Saved entries
[START]

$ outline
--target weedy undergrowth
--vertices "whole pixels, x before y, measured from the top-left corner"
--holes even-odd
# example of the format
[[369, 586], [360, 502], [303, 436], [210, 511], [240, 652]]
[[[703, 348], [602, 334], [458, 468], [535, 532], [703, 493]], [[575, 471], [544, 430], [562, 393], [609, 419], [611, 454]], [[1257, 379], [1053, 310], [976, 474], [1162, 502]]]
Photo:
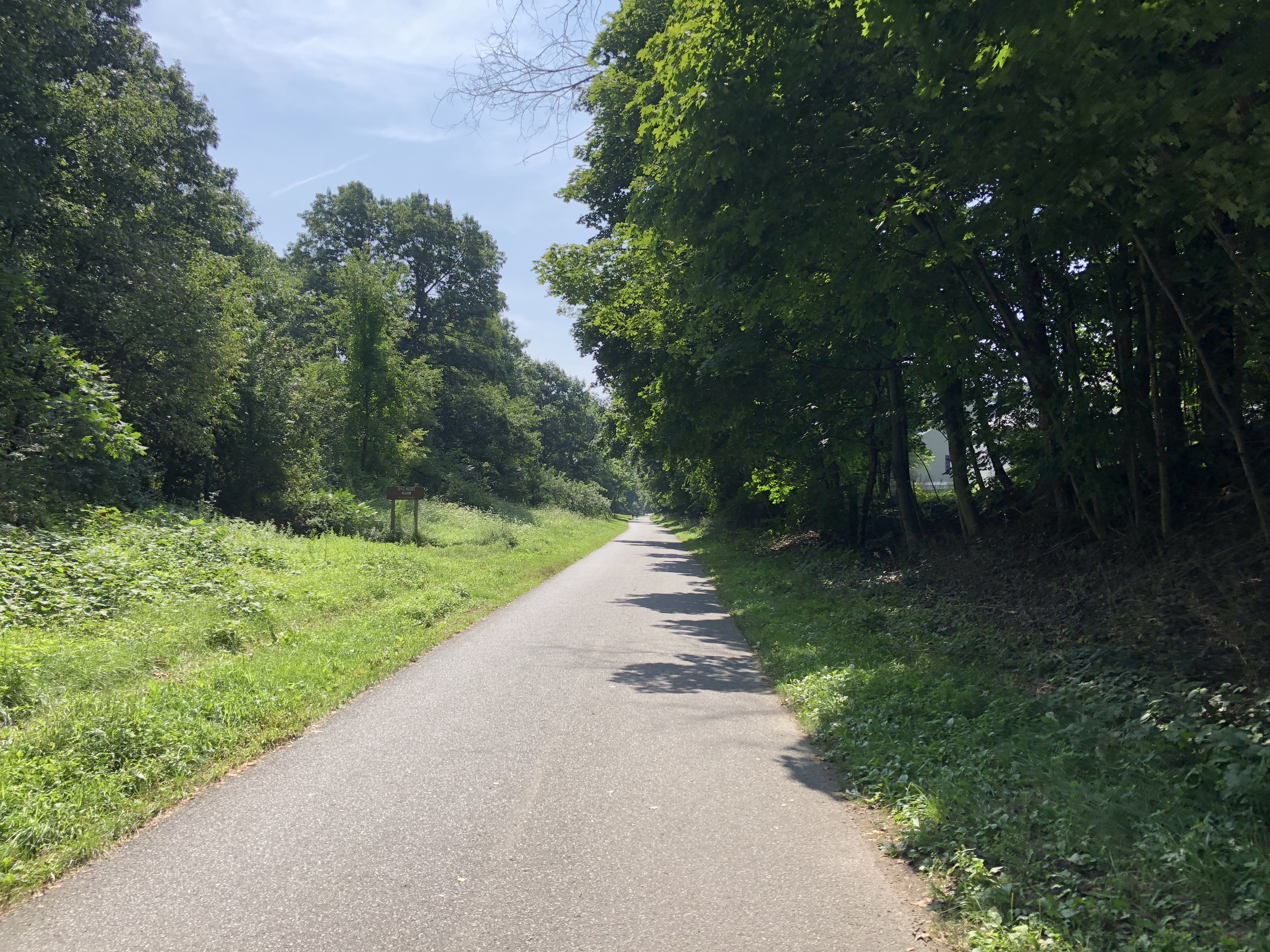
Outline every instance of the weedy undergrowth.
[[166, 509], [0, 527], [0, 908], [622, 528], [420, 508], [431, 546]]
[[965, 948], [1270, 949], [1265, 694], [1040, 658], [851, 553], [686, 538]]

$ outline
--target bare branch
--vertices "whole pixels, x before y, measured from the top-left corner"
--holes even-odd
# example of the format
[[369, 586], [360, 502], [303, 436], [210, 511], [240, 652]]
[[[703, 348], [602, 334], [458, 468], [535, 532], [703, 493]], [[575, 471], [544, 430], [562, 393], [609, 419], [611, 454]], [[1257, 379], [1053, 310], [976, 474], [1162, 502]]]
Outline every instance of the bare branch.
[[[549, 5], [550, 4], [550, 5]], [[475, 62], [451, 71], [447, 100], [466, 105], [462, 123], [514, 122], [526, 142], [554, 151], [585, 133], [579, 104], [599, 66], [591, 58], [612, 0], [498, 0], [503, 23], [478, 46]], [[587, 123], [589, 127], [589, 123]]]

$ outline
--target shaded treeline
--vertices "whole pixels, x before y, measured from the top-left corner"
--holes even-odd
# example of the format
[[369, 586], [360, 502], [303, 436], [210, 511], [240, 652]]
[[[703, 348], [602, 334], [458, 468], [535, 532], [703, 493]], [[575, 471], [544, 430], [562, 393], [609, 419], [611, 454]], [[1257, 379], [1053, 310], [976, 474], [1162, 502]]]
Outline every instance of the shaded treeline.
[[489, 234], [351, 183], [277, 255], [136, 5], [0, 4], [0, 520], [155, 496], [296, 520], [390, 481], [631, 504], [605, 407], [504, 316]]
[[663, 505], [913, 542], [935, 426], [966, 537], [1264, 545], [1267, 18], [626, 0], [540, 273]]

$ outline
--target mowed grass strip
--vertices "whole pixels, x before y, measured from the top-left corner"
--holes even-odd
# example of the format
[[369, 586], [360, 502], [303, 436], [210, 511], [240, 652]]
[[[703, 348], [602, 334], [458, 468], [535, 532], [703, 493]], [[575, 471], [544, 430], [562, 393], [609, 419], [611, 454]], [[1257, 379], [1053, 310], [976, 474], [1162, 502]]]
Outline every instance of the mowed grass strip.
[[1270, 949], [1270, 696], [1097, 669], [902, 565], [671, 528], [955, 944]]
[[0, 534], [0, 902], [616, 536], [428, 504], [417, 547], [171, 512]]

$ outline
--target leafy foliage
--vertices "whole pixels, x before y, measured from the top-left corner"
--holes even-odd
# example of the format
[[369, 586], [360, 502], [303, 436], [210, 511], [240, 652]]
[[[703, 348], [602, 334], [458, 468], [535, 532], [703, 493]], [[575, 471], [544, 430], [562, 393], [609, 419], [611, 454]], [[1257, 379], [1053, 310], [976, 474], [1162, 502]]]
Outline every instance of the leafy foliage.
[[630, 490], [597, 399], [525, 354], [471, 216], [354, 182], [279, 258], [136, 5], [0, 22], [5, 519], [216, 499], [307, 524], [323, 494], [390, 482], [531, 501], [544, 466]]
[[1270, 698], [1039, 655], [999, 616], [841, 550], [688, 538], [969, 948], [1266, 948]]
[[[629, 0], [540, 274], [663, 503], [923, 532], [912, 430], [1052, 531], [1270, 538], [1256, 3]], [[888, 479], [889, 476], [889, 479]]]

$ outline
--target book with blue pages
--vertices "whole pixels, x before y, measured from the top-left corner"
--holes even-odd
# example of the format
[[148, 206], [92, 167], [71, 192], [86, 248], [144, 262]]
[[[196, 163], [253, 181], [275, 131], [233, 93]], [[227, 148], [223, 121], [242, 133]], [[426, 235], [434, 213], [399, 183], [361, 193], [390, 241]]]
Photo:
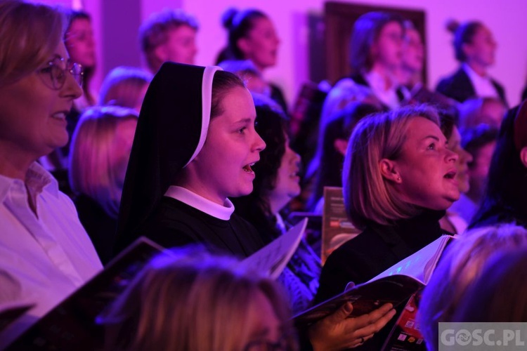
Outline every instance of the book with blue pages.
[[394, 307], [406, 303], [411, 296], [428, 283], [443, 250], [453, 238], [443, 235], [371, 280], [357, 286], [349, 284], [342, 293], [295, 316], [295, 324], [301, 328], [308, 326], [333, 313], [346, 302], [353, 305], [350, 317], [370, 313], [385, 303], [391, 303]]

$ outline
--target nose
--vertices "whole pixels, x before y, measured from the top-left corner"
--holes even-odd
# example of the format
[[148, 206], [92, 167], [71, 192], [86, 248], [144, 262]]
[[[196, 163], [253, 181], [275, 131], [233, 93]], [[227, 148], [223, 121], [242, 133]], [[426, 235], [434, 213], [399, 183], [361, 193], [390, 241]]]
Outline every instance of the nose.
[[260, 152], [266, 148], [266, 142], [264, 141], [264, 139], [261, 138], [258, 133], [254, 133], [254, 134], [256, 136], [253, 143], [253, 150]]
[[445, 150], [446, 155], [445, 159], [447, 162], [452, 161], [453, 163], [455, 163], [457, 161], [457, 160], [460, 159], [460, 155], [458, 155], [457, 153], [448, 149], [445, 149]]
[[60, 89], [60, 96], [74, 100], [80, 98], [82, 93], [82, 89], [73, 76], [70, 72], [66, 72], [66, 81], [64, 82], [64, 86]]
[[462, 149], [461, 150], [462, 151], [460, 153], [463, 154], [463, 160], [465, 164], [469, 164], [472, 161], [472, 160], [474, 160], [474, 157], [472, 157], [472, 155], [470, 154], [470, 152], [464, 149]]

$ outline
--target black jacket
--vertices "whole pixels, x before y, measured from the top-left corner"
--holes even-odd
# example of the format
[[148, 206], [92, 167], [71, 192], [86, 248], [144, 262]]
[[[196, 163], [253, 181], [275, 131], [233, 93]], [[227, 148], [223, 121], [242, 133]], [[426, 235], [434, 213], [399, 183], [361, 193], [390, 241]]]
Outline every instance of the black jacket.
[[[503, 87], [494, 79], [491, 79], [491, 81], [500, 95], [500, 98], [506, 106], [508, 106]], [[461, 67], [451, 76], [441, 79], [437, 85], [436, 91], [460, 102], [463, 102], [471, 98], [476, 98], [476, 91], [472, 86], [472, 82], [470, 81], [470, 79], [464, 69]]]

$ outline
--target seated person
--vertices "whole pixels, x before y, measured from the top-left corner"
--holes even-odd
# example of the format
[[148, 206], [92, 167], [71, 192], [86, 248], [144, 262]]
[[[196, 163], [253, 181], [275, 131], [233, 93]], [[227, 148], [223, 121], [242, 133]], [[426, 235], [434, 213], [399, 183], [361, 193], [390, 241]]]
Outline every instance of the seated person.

[END]

Please rewrite the records above as a JSON list of strings, one string per line, from the start of the records through the line containing "127], [589, 123]]]", with both ends included and blank lines omitted. Leave the pictures out of the answer.

[
  "$ outline",
  "--target weedy undergrowth",
  "--vertices \"whole pixels, x before y, measured from the top-left corner\"",
  "--holes even-odd",
  "# example of the format",
  "[[369, 586], [360, 502], [303, 436], [210, 511], [240, 652]]",
  "[[[703, 348], [602, 334], [458, 468], [535, 532], [703, 493]], [[575, 471], [544, 430], [562, 393], [609, 419], [611, 454]], [[1257, 379], [1053, 310], [976, 474], [1162, 502]]]",
  "Photo:",
  "Outline every instance of the weedy undergrowth.",
  "[[166, 509], [0, 527], [0, 908], [622, 528], [420, 508], [431, 546]]",
  "[[965, 948], [1270, 949], [1265, 694], [1040, 658], [851, 553], [686, 538]]",
  "$ outline",
  "--target bare branch",
  "--vertices \"whole pixels, x before y, measured from the top-left corner\"",
  "--holes even-odd",
  "# example of the format",
  "[[369, 586], [360, 502], [303, 436], [210, 511], [240, 652]]",
  "[[[703, 348], [602, 334], [458, 468], [535, 532], [703, 493]], [[575, 471], [544, 430], [562, 393], [609, 419], [611, 454]], [[1257, 379], [1053, 310], [976, 474], [1162, 502]]]",
  "Outline every instance of the bare branch.",
  "[[[549, 5], [550, 4], [550, 5]], [[475, 62], [451, 71], [447, 100], [466, 105], [462, 123], [514, 122], [526, 142], [554, 151], [585, 133], [579, 104], [599, 66], [591, 58], [612, 0], [498, 0], [503, 23], [478, 46]], [[587, 123], [589, 127], [589, 123]]]"
]